I If we're talking about migrating thousands of links, copying over a template seems like a pretty trivial part of the process

It never is. For example, en:Template:ISBN and fr:Template:ISBN are two completely different templates (and the latter rather widely used by other wikis).

I If we're talking about migrating thousands of links, copying over a template seems like a pretty trivial part of the process

It never is. For example, en:Template:ISBN and fr:Template:ISBN are two completely different templates (and the latter rather widely used by other wikis).

Usage for en:Template:ISBN: {{ISBN|0-7475-3269-9}}
Usage for fr:Template:ISBN: {{ISBN|1-2345-6789-X}}

Both templates are used for International Standard Book Numbers. There are differences between the two templates, of course, but calling them completely different is pretty weird to me. How do you mean?

The en: template can be used anywhere, the fr: one is for use in references specifically (also it can take multiple ISBN numbers as parameters). Then there is simple: which is a maintenance tag (used on several other wikis as well), ar: which translates the word "ISBN" plus does some RTL/LTR juggling, and cs: which adds an extra CSS class for some script.

German Wikipedia:

  • TL;DR Use template for ISBN, use interwiki format for both RFC and PMID by default.

Reason:

  • Use template for ISBN, since they evaluate to internal link as Special:Booksources.
    • And the ID is long, error-prone, and has a lot of syntactical restrictions and pitfalls.
  • Expect interwiki for RFC and PMID, since they evaluate to external link.

• Recorded information
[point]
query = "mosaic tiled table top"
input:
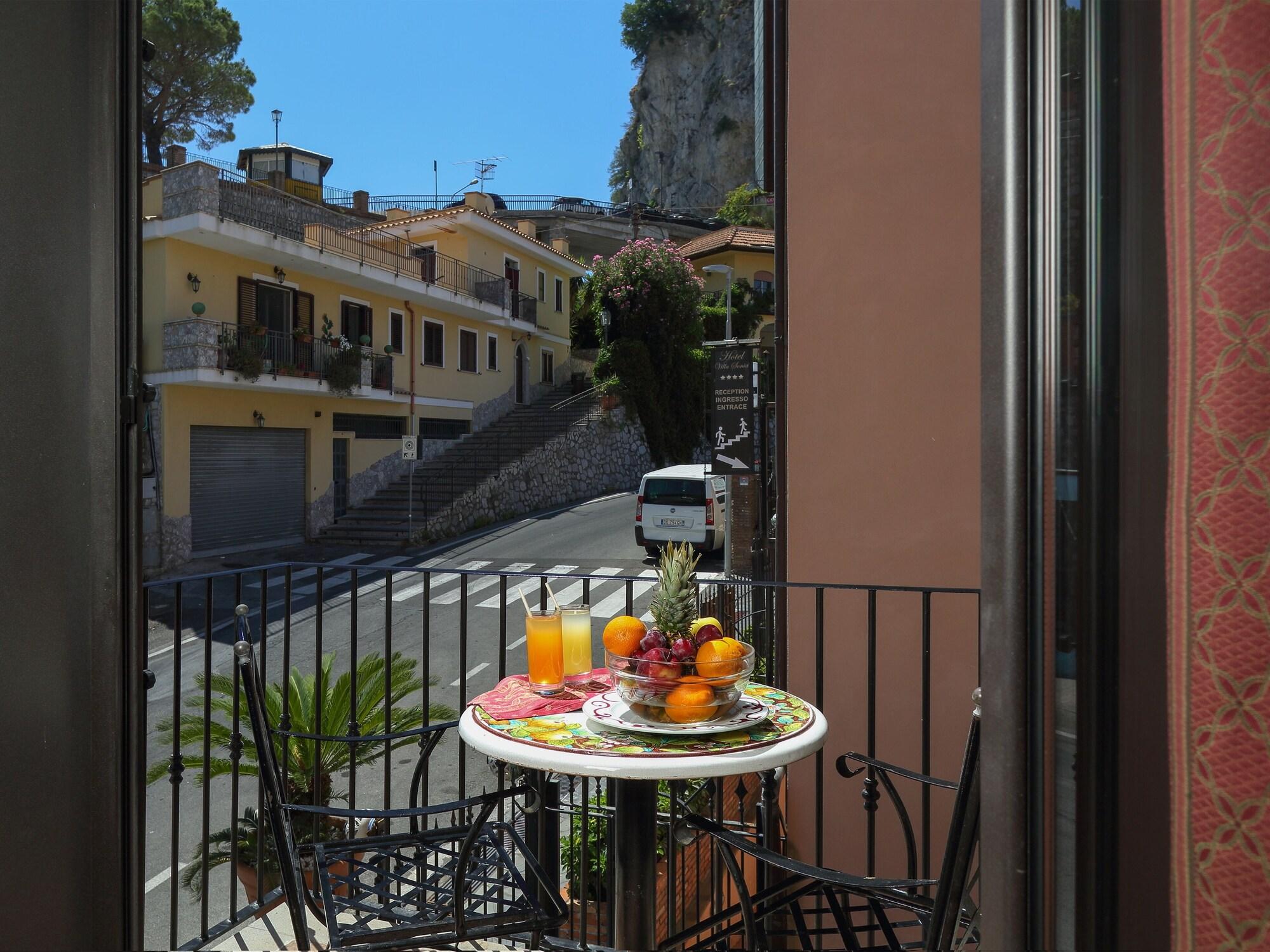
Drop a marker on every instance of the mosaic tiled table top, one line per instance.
(789, 715)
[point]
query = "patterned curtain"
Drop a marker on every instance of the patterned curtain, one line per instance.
(1217, 105)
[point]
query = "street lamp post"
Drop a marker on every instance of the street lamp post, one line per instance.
(277, 119)
(725, 270)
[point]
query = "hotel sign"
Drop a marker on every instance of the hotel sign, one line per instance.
(733, 402)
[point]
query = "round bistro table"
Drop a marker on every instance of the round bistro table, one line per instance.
(577, 746)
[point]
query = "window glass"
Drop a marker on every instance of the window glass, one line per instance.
(429, 262)
(665, 492)
(274, 308)
(355, 322)
(434, 345)
(262, 164)
(468, 351)
(305, 169)
(396, 333)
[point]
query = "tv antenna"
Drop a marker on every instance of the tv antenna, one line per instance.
(483, 168)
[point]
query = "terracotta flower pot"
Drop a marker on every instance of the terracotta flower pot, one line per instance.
(250, 878)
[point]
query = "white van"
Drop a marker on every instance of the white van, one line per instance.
(681, 505)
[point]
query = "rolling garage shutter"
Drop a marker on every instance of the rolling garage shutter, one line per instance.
(247, 488)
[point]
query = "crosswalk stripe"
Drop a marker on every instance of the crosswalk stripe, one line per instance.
(567, 596)
(312, 590)
(449, 598)
(476, 671)
(444, 579)
(514, 587)
(617, 602)
(380, 581)
(279, 577)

• Given problem 1
Rename "maintenance tag" as "cleanup tag" while copying everything from "Both templates are" down to "restrictions and pitfalls." in the ISBN template discussion.
• Given problem 2
Turn the paragraph of the ISBN template discussion that begins "The en: template can be used anywhere" into a short list that keeps its main facts.
• Given problem 3
Carry on the ISBN template discussion from its last line.
The items above are separate from the ISBN template discussion.

• Answer 1
Both templates are used for International Standard Book Numbers. There are differences between the two templates, of course, but calling them completely different is pretty weird to me. How do you mean?

The en: template can be used anywhere, the fr: one is for use in references specifically (also it can take multiple ISBN numbers as parameters). Then there is simple: which is a cleanup tag (used on several other wikis as well), ar: which translates the word "ISBN" plus does some RTL/LTR juggling, and cs: which adds an extra CSS class for some script.

German Wikipedia:

  • TL;DR Use template for ISBN, use interwiki format for both RFC and PMID by default.

Reason:

  • Use template for ISBN, since they evaluate to internal link as Special:Booksources.
    • And the ID is long, error-prone, and has a lot of syntactical restrictions and pitfalls.

• Answer 2
- en: can be used anywhere.
- fr: is only for references and can take multiple ISBN numbers as parameters.
- simple: is a maintenance tag, also used on several other wikis.
- ar: translates the word "ISBN" and does some RTL/LTR juggling.
- cs: adds an extra CSS class for some script.

• Answer 3
    • There are already interwiki entries for both RFC and PMID ([[PMID:1]] and [[RFC:1776]]).
    • Leave it to local projects and let them decide, whether they want to migrate to a template format. This will be done once when a bot is changing source codes.
    • They might want to expand with a linked [[PubMed]] [[pmid:{{{1}}}]] and check the parameter whether it is a number, perhaps with trailing 2795#section_5.4.7 etc., or leaving out the heading keyword in a list of multiple RFCs.

ISBN issues:

  • This is a complex business.
  • A template could be a simple [[Special:Booksources/{{{1}}}]].
  • German Wikipedia already does hyphenation of ISBN, see Module:URIutil (english doc)
  • Validity check of ISBN is a difficult matter.
    • The number of digits needs to be 10 or 13, and an X or x might be the last digit on length 10, and for 13 digits they need to start with 978 or certain values in 979 range.
    • Even if check digit is invalid the entire ISBN might be valid.
      • If a printer prints an invalid ISBN into a book, the national libraries do register the bad number and answer requests by this number, sometimes by the invalid number only (no auto-correction permitted).
      • See Wikidata Q7611261 templates for invalid numbers.
      • ISBN 0912647160 – LoC has an entry.
      • Even an 11-digit ISBN 3-87472-073-10 is resolved by German national library, and no correct version is assigned.
      • Issuing an error message in certain situations should be left to local project, with appropriate user guidance.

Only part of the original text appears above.